Task material: Begin
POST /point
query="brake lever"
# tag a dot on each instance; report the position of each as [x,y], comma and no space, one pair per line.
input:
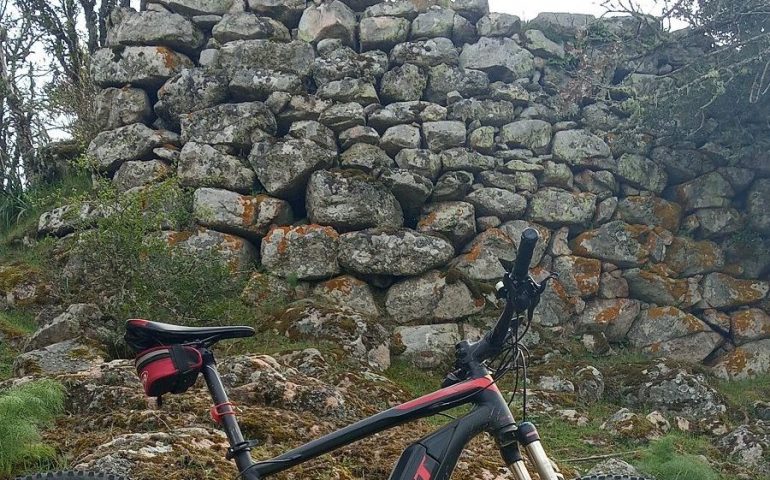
[539,289]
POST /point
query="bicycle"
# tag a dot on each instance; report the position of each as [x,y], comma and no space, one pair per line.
[170,358]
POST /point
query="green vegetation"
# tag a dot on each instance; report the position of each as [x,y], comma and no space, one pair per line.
[741,394]
[23,410]
[415,381]
[663,460]
[14,324]
[127,257]
[20,210]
Task material: End
Brief » In the records above, locate each line with the word "query". Copy all such lines.

Final answer »
query="brake lever"
query="bicycle"
query="green vegetation"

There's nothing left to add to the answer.